◆ **DATA TO USE**
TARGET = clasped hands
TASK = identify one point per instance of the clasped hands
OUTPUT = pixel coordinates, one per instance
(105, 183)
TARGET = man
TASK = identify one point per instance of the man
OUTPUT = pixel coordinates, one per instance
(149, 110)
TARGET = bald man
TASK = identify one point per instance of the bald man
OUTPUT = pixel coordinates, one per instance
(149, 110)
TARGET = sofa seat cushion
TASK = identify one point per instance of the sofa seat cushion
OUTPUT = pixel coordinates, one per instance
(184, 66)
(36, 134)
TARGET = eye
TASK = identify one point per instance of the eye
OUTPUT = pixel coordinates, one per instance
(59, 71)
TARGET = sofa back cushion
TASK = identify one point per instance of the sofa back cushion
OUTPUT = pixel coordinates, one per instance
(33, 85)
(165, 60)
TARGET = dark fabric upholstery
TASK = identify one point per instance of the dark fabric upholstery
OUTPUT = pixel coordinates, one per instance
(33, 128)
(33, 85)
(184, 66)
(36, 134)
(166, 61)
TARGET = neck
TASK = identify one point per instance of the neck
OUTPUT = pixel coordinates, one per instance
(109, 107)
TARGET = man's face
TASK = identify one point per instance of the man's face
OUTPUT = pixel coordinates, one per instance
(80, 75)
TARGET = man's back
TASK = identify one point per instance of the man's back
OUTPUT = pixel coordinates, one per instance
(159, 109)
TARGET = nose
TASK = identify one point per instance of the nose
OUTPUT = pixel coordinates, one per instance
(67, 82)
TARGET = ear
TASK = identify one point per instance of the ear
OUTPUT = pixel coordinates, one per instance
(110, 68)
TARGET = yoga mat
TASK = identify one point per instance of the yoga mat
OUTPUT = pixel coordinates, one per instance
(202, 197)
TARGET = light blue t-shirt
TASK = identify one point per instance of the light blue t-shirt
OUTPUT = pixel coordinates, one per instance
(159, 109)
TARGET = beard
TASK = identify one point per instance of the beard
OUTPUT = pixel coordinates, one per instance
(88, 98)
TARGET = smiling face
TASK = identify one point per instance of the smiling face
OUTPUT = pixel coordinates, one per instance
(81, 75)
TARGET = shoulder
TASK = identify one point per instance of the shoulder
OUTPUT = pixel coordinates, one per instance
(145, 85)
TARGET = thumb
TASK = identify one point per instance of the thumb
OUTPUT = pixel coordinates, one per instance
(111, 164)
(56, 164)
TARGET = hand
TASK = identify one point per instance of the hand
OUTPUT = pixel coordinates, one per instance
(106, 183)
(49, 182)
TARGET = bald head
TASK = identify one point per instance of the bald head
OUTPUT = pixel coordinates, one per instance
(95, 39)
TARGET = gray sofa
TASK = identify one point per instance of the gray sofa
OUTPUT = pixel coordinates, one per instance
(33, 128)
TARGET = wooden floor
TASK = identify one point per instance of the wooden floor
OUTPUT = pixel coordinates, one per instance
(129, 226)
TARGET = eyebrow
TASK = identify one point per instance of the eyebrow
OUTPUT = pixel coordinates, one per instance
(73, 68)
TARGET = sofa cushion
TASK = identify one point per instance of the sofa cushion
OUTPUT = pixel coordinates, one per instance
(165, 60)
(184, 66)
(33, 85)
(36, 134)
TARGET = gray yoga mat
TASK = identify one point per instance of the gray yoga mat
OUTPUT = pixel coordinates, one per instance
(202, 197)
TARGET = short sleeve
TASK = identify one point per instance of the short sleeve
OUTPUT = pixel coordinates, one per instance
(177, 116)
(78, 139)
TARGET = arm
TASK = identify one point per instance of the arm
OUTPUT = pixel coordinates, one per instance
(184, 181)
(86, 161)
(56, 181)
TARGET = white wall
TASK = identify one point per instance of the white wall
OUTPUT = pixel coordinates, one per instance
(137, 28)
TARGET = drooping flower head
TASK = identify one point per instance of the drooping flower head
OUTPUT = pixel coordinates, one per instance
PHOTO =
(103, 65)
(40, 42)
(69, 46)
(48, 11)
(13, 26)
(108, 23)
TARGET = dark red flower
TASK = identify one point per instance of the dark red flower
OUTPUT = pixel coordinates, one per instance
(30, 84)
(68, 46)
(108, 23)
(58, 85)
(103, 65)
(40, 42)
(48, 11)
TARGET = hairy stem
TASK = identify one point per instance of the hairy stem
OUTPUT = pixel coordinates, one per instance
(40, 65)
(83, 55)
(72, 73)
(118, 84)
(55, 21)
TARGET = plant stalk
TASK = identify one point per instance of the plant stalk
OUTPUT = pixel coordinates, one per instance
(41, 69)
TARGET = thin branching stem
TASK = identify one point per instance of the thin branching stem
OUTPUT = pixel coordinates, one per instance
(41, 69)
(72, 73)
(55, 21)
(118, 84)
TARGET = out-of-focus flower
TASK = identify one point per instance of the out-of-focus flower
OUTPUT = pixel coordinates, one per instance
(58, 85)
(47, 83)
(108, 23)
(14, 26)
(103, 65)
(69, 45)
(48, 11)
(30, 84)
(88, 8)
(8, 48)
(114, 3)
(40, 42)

◆ **REQUEST**
Write out, word for word, the line containing "TARGET = plant stalk" and every line after it to the end of the data above.

◆ **CORRECT OUTPUT**
TARGET = plant stalk
TASK = identify one point per instance of the plant stalk
OUTPUT = pixel coordinates, one per instance
(41, 69)
TARGET = thin branching stem
TASK = identify one point per instance of the thin branching stem
OUTPUT = pixel coordinates, one per instance
(41, 69)
(72, 73)
(55, 21)
(118, 84)
TARGET = out-of-focus flower
TASK = identify one point per instance of the out-of-focus flower
OUTPUT = pixel coordinates, one per instance
(58, 85)
(47, 83)
(108, 23)
(14, 26)
(103, 65)
(69, 45)
(48, 11)
(30, 84)
(88, 8)
(8, 48)
(114, 3)
(40, 42)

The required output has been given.